TASK: Word for word, print all of the entries below.

RECORDS PROVIDED:
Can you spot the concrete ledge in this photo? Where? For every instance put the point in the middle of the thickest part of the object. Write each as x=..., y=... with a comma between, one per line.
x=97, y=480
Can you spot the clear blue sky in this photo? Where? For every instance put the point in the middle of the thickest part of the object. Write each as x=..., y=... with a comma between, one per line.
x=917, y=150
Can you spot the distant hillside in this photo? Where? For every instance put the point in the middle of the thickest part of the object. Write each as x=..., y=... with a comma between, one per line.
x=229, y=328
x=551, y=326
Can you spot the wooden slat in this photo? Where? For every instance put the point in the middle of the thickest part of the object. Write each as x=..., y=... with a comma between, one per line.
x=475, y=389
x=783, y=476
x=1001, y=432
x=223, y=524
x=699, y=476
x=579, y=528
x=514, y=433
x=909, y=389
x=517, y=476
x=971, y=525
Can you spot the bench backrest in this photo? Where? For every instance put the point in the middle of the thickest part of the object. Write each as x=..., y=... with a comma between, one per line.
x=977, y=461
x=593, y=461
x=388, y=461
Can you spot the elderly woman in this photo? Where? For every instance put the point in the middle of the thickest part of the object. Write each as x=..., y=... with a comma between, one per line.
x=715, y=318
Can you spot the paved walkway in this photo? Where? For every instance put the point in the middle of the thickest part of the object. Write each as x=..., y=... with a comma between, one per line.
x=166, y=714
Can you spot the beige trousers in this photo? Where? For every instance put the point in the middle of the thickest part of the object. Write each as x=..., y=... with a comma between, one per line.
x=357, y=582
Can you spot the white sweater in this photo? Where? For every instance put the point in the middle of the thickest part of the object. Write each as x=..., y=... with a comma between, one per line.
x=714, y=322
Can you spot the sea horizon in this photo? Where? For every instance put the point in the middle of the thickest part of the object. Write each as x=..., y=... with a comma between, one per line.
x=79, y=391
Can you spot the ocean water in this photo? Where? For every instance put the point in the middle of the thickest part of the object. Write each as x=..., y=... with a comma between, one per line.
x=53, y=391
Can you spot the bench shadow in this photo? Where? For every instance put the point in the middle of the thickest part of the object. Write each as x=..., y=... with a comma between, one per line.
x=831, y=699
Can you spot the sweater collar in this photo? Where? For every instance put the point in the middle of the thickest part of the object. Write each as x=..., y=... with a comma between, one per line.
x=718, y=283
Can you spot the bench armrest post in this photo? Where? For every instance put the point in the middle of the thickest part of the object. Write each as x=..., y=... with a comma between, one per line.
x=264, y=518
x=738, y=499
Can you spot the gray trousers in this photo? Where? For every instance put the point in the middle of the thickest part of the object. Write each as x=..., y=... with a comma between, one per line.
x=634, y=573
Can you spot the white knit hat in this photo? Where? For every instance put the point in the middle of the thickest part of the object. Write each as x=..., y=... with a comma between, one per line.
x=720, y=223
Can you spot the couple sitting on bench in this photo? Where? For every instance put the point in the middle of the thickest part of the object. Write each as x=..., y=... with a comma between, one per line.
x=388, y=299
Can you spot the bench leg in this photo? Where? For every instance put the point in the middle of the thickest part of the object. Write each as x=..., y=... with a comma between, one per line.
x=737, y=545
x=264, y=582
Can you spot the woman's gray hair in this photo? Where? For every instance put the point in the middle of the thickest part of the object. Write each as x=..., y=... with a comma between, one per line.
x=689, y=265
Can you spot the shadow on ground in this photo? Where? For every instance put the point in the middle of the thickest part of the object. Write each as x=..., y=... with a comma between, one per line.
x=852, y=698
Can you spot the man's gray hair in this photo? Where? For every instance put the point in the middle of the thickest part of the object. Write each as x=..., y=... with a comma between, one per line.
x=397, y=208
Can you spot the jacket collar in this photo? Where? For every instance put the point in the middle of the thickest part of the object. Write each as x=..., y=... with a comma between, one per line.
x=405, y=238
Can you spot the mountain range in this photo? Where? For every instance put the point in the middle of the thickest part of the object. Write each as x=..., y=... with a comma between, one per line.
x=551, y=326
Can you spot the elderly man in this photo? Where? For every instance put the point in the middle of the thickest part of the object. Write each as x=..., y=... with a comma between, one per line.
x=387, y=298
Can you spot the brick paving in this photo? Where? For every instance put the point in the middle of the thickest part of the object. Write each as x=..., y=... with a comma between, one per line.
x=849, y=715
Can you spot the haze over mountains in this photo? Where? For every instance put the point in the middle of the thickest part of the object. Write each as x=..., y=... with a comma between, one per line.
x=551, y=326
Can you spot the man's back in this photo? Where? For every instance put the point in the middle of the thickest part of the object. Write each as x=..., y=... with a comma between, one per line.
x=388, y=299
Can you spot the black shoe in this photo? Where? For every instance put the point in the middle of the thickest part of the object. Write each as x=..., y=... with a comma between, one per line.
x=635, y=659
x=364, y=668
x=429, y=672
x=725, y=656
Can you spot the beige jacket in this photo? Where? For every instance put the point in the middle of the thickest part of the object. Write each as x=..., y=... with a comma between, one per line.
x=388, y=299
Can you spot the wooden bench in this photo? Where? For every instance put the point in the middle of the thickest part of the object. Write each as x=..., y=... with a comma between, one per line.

PROBLEM SOLUTION:
Can you spot the concrete ledge in this photo? Where? For every instance put the point in the middle of the thickest part of the object. Write each as x=..., y=... with a comma between, one per line.
x=97, y=480
Can you spot the clear blue sky in this photo? Where? For every instance put the point in the middle of the thickest part of the object. Write each as x=..., y=... with a comma between, one per line.
x=917, y=150
Can you spot the distant hillside in this photo? Where? For every instance put the point in the middle of the thickest part of the object. Write each as x=..., y=... with a comma between, one per line.
x=229, y=328
x=551, y=326
Can you spot the wooden slat in this photo? Where? For every instance put the point in the middle of the thickest part of the object. Write each as x=..., y=... with a comma between, one per line.
x=475, y=389
x=783, y=476
x=1001, y=432
x=223, y=524
x=699, y=476
x=579, y=528
x=514, y=433
x=909, y=389
x=517, y=476
x=971, y=525
Can you spot the bench backrest in this photo? Where? For every instance put the point in the middle of the thickest part of the object. Write each as x=..., y=... with a comma between, one per line.
x=977, y=461
x=593, y=461
x=388, y=461
Can you spot the elderly woman in this photo? Where? For every instance put the point in the middle of the thickest part of the object. Write each as x=..., y=... with a comma between, one per line.
x=715, y=318
Can you spot the paved walkway in this photo? Where? For every instance put the point in the middle of the thickest part of the object. Write each as x=..., y=... with a comma between, one per line.
x=166, y=714
Can you spot the beige trousers in this photo? Where? For every instance put the point in the middle of the thickest part of the object. Write each as x=..., y=... with a comma between, one per line.
x=357, y=582
Can you spot the white sweater in this photo? Where? For every instance put the point in the middle of the thickest part of the object. Write each as x=..., y=... with a comma between, one per line.
x=714, y=322
Can you spot the sea horizon in this photo? Where? For every instance put the point in the middle of the thickest part of the object. Write each as x=..., y=... with a comma between, one per line.
x=79, y=391
Can you spot the ocean water in this photo? Where? For every instance put the point in the middle of the thickest part of the object. Write each as x=..., y=... with a comma between, one per line.
x=53, y=391
Can you spot the bench shadow in this photo? Where? For every instance put the point in the middle of the thickest part of the object. Write each as x=..., y=... with a comma between, one per line.
x=831, y=699
Can you spot the sweater collar in this photo? Where? For every instance put the point in the middle of the thickest part of the object. Write each as x=..., y=... with a comma between, one per line.
x=718, y=283
Can you spot the bench armrest post in this photo? Where? For every instance put the point in the middle of the thickest part of the object. Write each as x=..., y=... with a comma between, one per line.
x=264, y=518
x=738, y=499
Can you spot the gray trousers in this photo? Where? For every instance put the point in the middle of the thickest part of the object. Write each as x=..., y=... with a comma between, one per line.
x=634, y=573
Can you spot the white knit hat in this photo? Where? For every instance put the point in the middle of the thickest part of the object. Write each as x=..., y=... with a comma between, one per line.
x=720, y=223
Can you spot the couple sitting on bench in this photo? Where? For every instance put the point in the middle of the thickest part of the object. Write each as x=..., y=... with a comma between, one per line.
x=388, y=299
Can you spot the bench leg in this photo? Where? For every instance put the point in the middle of the thickest part of the object. Write each as x=..., y=... with a comma between, one per line.
x=737, y=545
x=264, y=582
Can you spot the woman's gray hair in this photo? Where? For every instance put the point in the middle of the thickest part of the object. Write each as x=..., y=... with a comma between, one per line.
x=689, y=265
Can you spot the shadow on ground in this photo? Where? For every instance put the point in the middle of the thickest part of the object. Write each as x=..., y=... with a comma between, one per line.
x=852, y=698
Can you spot the man's gray hair in this photo? Where? For every instance put the point in the middle of the thickest part of the object. Write each as x=..., y=... with a comma between, one per line.
x=397, y=208
Can you spot the jacket collar in this photo? Where? For every instance put the point in the middle of the thickest part of the object. Write each as x=..., y=... with a comma between, one per line.
x=405, y=238
Can you spot the mountain range in this photo? Where? For every instance put the point in the middle of the thickest part of the object. Write each as x=..., y=... with a comma between, one per line.
x=551, y=326
Can you spot the elderly man in this photo? Where? For every instance put the point in the middle of the thickest part of the object. Write each as x=..., y=... with a comma between, one per line.
x=387, y=298
Can you spot the brick paving in this photo? Where? For every instance put the point in the middle of the thickest part of the object. Write each as x=..., y=... with a comma between, one per line.
x=849, y=715
Can you spot the haze over mountains in this photo? Where? For every instance put the point in the middle of the thickest part of the object. Write each as x=..., y=... with a comma between, one per line.
x=551, y=326
Can you spot the man's back in this photo? Where? For every instance put the point in the middle of the thickest part of the object. Write each as x=..., y=... with a comma between, one per line.
x=388, y=299
Can you spot the black shoe in this photo? Where? For every instance put the point in the middle of the thickest part of the object. Write each as x=..., y=... with a comma between, one per line.
x=635, y=659
x=364, y=668
x=429, y=672
x=725, y=656
Can you spot the beige jacket in this photo? Where? For every instance put the point in the middle of the thickest part of the object. Write each as x=..., y=... with a comma between, one per line.
x=388, y=299
Can you spot the wooden bench in this photo? Where? For every instance put the point in the middle of the thickest part of the object. Write each as x=..., y=... with a comma between, one per line.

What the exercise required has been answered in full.